(Labeled contour entries)
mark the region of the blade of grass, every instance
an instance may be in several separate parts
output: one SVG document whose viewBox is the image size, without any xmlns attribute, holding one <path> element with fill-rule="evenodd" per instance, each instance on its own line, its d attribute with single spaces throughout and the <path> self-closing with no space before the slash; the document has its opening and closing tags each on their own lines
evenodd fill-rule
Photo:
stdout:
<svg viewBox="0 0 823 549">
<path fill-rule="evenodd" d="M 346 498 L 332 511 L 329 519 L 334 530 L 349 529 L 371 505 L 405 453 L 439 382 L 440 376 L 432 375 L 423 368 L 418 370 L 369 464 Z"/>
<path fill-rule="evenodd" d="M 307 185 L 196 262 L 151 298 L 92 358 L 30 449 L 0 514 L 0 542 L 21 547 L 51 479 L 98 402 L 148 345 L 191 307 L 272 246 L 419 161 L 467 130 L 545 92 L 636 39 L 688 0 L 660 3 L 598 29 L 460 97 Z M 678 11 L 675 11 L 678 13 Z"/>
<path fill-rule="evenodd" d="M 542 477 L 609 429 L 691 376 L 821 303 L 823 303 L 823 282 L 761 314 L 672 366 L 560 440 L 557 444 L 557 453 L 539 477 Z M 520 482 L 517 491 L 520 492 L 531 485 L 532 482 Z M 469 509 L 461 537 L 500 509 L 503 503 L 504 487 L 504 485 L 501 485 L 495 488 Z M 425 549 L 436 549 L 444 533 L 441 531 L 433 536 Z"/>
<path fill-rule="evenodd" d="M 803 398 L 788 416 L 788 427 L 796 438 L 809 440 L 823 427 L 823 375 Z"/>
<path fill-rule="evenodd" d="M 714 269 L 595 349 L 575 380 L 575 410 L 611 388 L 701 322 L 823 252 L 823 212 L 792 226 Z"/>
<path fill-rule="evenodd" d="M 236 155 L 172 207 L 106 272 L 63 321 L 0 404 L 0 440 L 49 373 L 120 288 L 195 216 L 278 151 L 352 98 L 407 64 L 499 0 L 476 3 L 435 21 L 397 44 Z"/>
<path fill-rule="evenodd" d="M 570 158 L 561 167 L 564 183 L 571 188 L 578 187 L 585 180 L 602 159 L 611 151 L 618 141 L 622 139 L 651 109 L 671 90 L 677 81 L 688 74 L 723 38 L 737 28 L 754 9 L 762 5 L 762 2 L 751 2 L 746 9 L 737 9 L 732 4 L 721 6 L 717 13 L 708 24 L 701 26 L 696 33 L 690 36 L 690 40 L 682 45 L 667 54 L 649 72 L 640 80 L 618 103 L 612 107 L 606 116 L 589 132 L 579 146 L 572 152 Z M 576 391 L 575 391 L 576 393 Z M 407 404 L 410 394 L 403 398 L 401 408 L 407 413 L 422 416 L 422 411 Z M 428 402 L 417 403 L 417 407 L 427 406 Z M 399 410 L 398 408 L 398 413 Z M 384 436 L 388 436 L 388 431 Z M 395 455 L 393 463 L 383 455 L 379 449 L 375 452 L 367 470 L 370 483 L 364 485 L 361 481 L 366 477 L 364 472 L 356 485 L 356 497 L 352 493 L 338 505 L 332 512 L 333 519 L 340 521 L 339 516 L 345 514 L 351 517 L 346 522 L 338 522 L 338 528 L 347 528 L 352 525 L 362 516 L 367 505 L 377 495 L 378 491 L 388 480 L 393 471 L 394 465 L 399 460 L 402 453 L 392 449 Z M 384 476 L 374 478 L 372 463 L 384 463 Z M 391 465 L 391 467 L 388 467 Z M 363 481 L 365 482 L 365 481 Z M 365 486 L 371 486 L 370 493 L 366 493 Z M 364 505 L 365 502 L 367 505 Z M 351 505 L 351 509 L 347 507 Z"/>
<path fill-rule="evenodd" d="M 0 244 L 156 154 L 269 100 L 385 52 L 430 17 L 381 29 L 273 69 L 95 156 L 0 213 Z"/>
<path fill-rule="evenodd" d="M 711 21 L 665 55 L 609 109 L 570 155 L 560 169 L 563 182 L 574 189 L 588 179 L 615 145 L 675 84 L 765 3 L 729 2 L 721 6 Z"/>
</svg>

#### Task to complete:
Print the whole listing again, exactly.

#### Final result:
mark the region of the blade of grass, every instance
an instance may be in several separate parts
output: one SVG document whose viewBox is the image size, without any xmlns attribute, holding one <path> element with fill-rule="evenodd" per instance, each instance on its own line, its d attribute with single spaces throughout and the <path> self-closing with no space before the slash; the document has its opening and closing tags each on their own lines
evenodd fill-rule
Photo:
stdout:
<svg viewBox="0 0 823 549">
<path fill-rule="evenodd" d="M 346 498 L 332 511 L 329 519 L 334 530 L 349 529 L 371 505 L 405 453 L 439 382 L 440 376 L 432 375 L 423 368 L 418 370 L 369 464 Z"/>
<path fill-rule="evenodd" d="M 307 185 L 196 262 L 151 298 L 92 358 L 30 449 L 0 514 L 0 542 L 21 547 L 51 479 L 98 402 L 148 345 L 191 307 L 272 246 L 419 161 L 467 130 L 545 92 L 636 39 L 688 0 L 660 3 L 598 29 L 460 97 Z M 678 11 L 675 11 L 678 13 Z"/>
<path fill-rule="evenodd" d="M 542 477 L 609 429 L 691 376 L 821 303 L 823 303 L 823 282 L 761 314 L 672 366 L 560 440 L 557 444 L 557 453 L 539 477 Z M 520 482 L 517 491 L 520 492 L 531 485 L 532 482 Z M 469 509 L 461 537 L 500 509 L 503 503 L 504 487 L 504 485 L 501 485 L 495 488 Z M 425 549 L 436 549 L 444 533 L 441 531 L 433 536 Z"/>
<path fill-rule="evenodd" d="M 803 398 L 788 416 L 788 427 L 796 438 L 809 440 L 823 427 L 823 375 Z"/>
<path fill-rule="evenodd" d="M 714 269 L 595 349 L 575 380 L 575 410 L 611 388 L 701 322 L 823 252 L 823 212 L 792 226 Z"/>
<path fill-rule="evenodd" d="M 236 155 L 172 207 L 106 272 L 63 321 L 0 404 L 0 440 L 49 373 L 120 288 L 195 216 L 278 151 L 352 98 L 407 64 L 499 0 L 476 3 L 435 21 L 397 44 Z"/>
<path fill-rule="evenodd" d="M 570 158 L 561 167 L 564 183 L 571 188 L 578 187 L 585 180 L 602 159 L 611 151 L 618 141 L 622 139 L 651 109 L 671 90 L 677 81 L 688 74 L 723 38 L 737 28 L 754 9 L 762 5 L 762 2 L 751 2 L 746 9 L 737 9 L 732 4 L 721 6 L 717 13 L 708 24 L 701 26 L 696 33 L 690 36 L 690 40 L 682 45 L 667 54 L 649 72 L 640 80 L 618 103 L 612 107 L 606 116 L 589 132 L 579 146 L 572 152 Z M 576 391 L 575 391 L 576 393 Z M 407 404 L 410 394 L 403 398 L 401 408 L 407 413 L 422 416 L 422 411 Z M 428 402 L 417 403 L 417 407 L 427 406 Z M 399 410 L 398 408 L 398 413 Z M 384 436 L 388 436 L 388 431 Z M 395 455 L 393 463 L 383 455 L 379 449 L 375 452 L 367 470 L 370 483 L 364 485 L 361 481 L 366 477 L 364 472 L 356 485 L 356 497 L 352 493 L 338 505 L 332 512 L 333 519 L 340 521 L 339 516 L 345 514 L 351 517 L 346 522 L 338 522 L 338 528 L 347 528 L 352 525 L 362 516 L 367 505 L 377 495 L 378 491 L 388 480 L 393 471 L 394 465 L 399 460 L 402 453 L 392 449 Z M 384 476 L 374 478 L 372 463 L 384 463 Z M 391 465 L 391 467 L 388 467 Z M 363 481 L 365 482 L 365 481 Z M 365 486 L 371 486 L 370 493 L 366 493 Z M 364 505 L 365 502 L 367 505 Z M 351 505 L 351 509 L 347 507 Z"/>
<path fill-rule="evenodd" d="M 0 244 L 156 154 L 269 100 L 385 52 L 430 17 L 381 29 L 273 69 L 95 156 L 0 213 Z"/>
<path fill-rule="evenodd" d="M 711 21 L 665 55 L 609 109 L 570 155 L 560 169 L 563 182 L 574 189 L 588 179 L 615 145 L 675 84 L 765 3 L 729 2 L 721 6 Z"/>
</svg>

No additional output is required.